## QUOTED PASSAGE
+ + +

This paper introduces a novel approach using a Bayesian hierarchical model for analyzing MedDRA-coded AEs collected during an RCT. The use of a Bayesian hierarchical model has some advantages. The first is that by using the existing MedDRA structure to borrow strength between closely related AEs, more stable estimations of incidence parameters are obtained. In comparison with other methods, we use the complete MedDRA structure, making it more likely that the effect of treatment is comparable between the AEs. Second, we propose aggregating the data to a higher MedDRA level if not enough data is available. By aggregating the PTs into higher levels, all available data is still included in the model, even when the incidence of a specific PT is too low to estimate the difference between the treatment and control group. The 'borrowing' of information on the higher levels is more complete by using this form of aggregating than by not including this data in the data analysis.

A limitation of methods like the one we propose here is that they are not used in practice, as there is little to no guidance in using the methods nor is there user-friendly software [1, 7]. Therefore, we made this model and the data aggregation into the R package Bayesian Hierarchical Analyses of MedDRA-coded Adverse Events (BAHAMA). This R package and a tutorial is available on https://github.com/Alma-Revers/BAHAMA.

+ + +

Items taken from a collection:
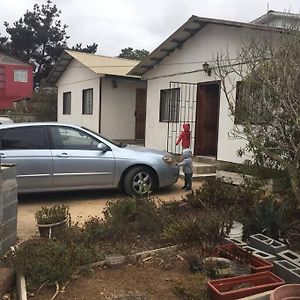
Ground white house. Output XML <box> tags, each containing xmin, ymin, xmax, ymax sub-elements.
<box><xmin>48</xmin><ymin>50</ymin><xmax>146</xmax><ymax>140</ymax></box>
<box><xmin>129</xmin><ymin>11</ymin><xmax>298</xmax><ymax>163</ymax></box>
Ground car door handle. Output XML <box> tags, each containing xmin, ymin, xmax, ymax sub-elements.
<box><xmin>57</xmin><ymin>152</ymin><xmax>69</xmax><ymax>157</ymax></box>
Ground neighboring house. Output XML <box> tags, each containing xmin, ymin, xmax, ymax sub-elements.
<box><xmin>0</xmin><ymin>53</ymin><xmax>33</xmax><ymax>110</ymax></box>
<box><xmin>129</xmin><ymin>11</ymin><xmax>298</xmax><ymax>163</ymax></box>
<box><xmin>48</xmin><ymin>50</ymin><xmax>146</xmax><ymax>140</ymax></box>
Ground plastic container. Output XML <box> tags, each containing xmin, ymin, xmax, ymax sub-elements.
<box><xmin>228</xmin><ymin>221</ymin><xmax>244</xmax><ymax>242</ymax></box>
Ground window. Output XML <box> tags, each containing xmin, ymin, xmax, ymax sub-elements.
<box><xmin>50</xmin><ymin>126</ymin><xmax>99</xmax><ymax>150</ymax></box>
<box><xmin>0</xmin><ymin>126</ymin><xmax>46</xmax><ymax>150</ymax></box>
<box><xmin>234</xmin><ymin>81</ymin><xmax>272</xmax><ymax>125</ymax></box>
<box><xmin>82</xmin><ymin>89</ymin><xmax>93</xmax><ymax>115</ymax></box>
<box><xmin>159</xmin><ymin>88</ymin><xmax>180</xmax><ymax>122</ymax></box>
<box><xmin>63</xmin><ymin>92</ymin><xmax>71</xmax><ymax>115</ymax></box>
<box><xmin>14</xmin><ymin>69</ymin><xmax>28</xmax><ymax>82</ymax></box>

+ + +

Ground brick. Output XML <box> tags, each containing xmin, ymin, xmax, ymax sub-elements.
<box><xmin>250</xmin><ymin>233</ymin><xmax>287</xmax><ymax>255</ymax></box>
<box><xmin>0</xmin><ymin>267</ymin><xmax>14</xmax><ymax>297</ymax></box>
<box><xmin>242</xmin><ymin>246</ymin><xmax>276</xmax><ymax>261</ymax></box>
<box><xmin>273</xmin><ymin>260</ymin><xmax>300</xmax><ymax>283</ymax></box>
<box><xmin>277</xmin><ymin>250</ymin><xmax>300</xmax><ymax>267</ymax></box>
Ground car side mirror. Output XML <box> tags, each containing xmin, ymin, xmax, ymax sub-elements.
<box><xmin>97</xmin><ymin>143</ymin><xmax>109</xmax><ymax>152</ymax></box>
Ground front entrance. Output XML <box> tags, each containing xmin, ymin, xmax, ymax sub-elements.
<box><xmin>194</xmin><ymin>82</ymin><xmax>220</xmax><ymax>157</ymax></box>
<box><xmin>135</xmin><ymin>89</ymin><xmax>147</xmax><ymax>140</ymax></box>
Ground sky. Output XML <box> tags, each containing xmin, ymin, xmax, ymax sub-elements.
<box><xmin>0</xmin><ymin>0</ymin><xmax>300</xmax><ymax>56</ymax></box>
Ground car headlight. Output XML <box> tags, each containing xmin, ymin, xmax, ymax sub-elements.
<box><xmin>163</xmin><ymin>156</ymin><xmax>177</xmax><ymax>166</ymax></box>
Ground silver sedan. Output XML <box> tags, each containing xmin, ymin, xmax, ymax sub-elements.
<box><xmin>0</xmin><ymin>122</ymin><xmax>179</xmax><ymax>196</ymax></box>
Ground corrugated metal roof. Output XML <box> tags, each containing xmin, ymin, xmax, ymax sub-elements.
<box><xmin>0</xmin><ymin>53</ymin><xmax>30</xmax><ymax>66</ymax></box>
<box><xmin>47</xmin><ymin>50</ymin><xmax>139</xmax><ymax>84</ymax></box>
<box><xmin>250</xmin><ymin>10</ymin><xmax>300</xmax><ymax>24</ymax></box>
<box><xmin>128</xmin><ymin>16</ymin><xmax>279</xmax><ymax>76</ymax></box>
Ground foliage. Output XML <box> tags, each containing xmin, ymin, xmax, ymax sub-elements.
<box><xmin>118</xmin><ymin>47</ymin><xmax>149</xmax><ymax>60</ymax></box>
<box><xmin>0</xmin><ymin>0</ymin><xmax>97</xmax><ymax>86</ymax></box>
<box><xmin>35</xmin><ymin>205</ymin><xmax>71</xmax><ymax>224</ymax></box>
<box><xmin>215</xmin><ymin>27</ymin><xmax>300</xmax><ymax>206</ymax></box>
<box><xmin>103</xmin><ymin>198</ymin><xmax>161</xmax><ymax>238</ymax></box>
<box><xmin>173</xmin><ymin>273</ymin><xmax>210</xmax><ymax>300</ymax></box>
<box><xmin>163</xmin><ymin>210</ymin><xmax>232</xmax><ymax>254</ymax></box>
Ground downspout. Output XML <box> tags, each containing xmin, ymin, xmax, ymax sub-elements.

+ + +

## PROBLEM STATEMENT
Copy out the passage on Bayesian analysis of adverse events, everything from "A limitation of" down to "available on https://github.com/Alma-Revers/BAHAMA.", renaming "R package" as "R library". These items come from a different source than the passage on Bayesian analysis of adverse events.

## COMPLETED EXERCISE
A limitation of methods like the one we propose here is that they are not used in practice, as there is little to no guidance in using the methods nor is there user-friendly software [1, 7]. Therefore, we made this model and the data aggregation into the R library Bayesian Hierarchical Analyses of MedDRA-coded Adverse Events (BAHAMA). This R library and a tutorial is available on https://github.com/Alma-Revers/BAHAMA.